The required answer is the data below, restated word for word with images omitted.

[[ DATASET EXCERPTS open ]]

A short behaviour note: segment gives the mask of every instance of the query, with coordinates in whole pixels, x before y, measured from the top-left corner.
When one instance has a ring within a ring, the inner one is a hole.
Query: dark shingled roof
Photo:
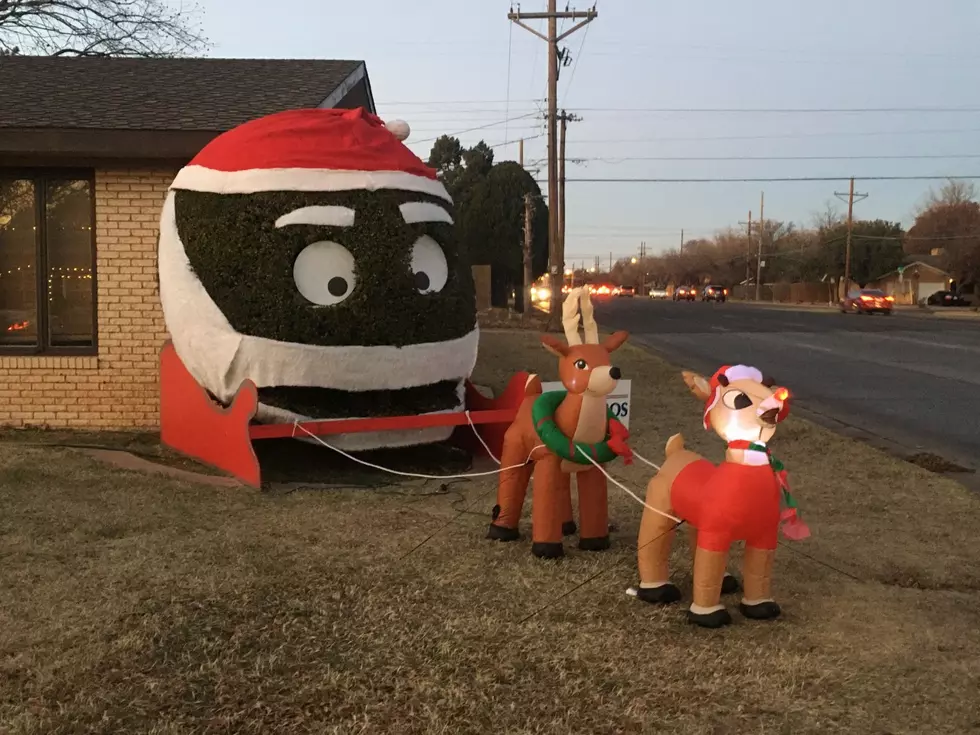
[[[223,131],[319,106],[362,61],[0,59],[0,128]]]

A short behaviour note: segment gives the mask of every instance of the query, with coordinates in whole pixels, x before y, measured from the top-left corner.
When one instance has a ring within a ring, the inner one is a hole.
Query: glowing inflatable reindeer
[[[578,332],[580,311],[584,344]],[[573,289],[562,306],[568,344],[551,335],[541,335],[545,349],[558,357],[558,373],[566,390],[542,393],[541,382],[532,376],[524,402],[504,436],[501,464],[504,467],[526,464],[500,473],[497,505],[487,538],[498,541],[519,538],[518,523],[533,469],[531,553],[542,558],[562,556],[562,537],[575,533],[571,500],[573,474],[578,478],[579,548],[587,551],[609,548],[606,477],[583,452],[599,464],[617,455],[629,457],[625,444],[628,433],[606,405],[606,396],[620,378],[620,370],[611,364],[609,355],[629,335],[616,332],[600,344],[599,328],[592,313],[588,290]]]
[[[725,461],[716,466],[685,449],[684,438],[675,434],[667,442],[663,467],[647,486],[648,506],[691,526],[694,602],[688,617],[708,628],[731,622],[720,599],[723,585],[728,592],[737,583],[725,567],[732,542],[744,540],[741,612],[756,620],[775,618],[780,609],[770,583],[780,521],[788,521],[783,527],[788,538],[809,534],[789,494],[785,470],[767,446],[789,414],[789,392],[745,365],[725,366],[710,382],[694,373],[683,376],[705,404],[704,428],[728,443]],[[783,511],[781,501],[787,506]],[[667,570],[675,525],[651,508],[643,511],[637,541],[640,586],[630,594],[644,602],[666,604],[681,597]]]

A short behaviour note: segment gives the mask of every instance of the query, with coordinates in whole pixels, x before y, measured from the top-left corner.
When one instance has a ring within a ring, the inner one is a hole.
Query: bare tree
[[[182,56],[208,46],[199,12],[169,0],[0,0],[0,56]]]
[[[919,213],[943,204],[964,204],[977,201],[977,186],[966,179],[949,179],[939,191],[930,188],[925,202],[919,207]]]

[[ DATASET EXCERPTS closed ]]

- COMPLETED EXERCISE:
A short behaviour note: segment gives the mask of every instance of the query, with coordinates in whole pixels, x before y, measured from the top-left corner.
When one instance has a ring within a ring, the inner one is a hole.
Query: dark shingled roof
Photo:
[[[223,131],[319,106],[362,61],[0,59],[0,128]]]

A short behaviour note: segment gives the mask of every instance of the query, with coordinates in whole pixels, x before y, measured from the top-left corner.
When one instance has a ring within a ring, the inner one is a hole.
Query: glowing inflatable reindeer
[[[578,332],[580,311],[584,344]],[[573,289],[562,306],[568,344],[551,335],[541,335],[545,349],[558,357],[558,373],[566,390],[542,393],[541,382],[532,376],[524,402],[504,436],[501,464],[504,467],[526,464],[500,473],[497,505],[487,538],[498,541],[519,538],[518,523],[533,469],[531,553],[542,558],[562,556],[562,537],[575,533],[571,500],[573,474],[578,478],[579,548],[587,551],[609,548],[606,477],[583,452],[599,464],[617,455],[629,457],[625,444],[628,433],[606,405],[606,396],[620,378],[620,370],[611,364],[609,355],[629,335],[616,332],[600,344],[599,328],[592,313],[588,290]]]
[[[725,461],[716,466],[685,449],[684,438],[675,434],[667,442],[663,467],[647,486],[648,506],[691,526],[694,602],[688,617],[708,628],[731,622],[720,599],[723,585],[728,592],[737,583],[725,567],[732,542],[744,540],[741,612],[756,620],[775,618],[780,609],[770,583],[780,521],[788,521],[783,527],[788,538],[809,534],[789,494],[785,470],[767,446],[789,414],[789,392],[745,365],[725,366],[710,382],[694,373],[683,376],[705,404],[704,428],[728,443]],[[783,511],[781,501],[787,506]],[[667,570],[675,525],[651,508],[643,511],[637,541],[640,586],[630,594],[644,602],[666,604],[681,597]]]

A short behaviour note: segment gives the mask of every instance of the query, with coordinates in whole pixels, x before y, measured from the top-left corner.
When one instance has a ring within a ring, the inner one is a hole.
Query: bare tree
[[[182,56],[208,46],[199,12],[169,0],[0,0],[0,56]]]
[[[919,213],[943,204],[964,204],[977,201],[977,186],[966,179],[949,179],[939,191],[930,188],[925,202],[919,207]]]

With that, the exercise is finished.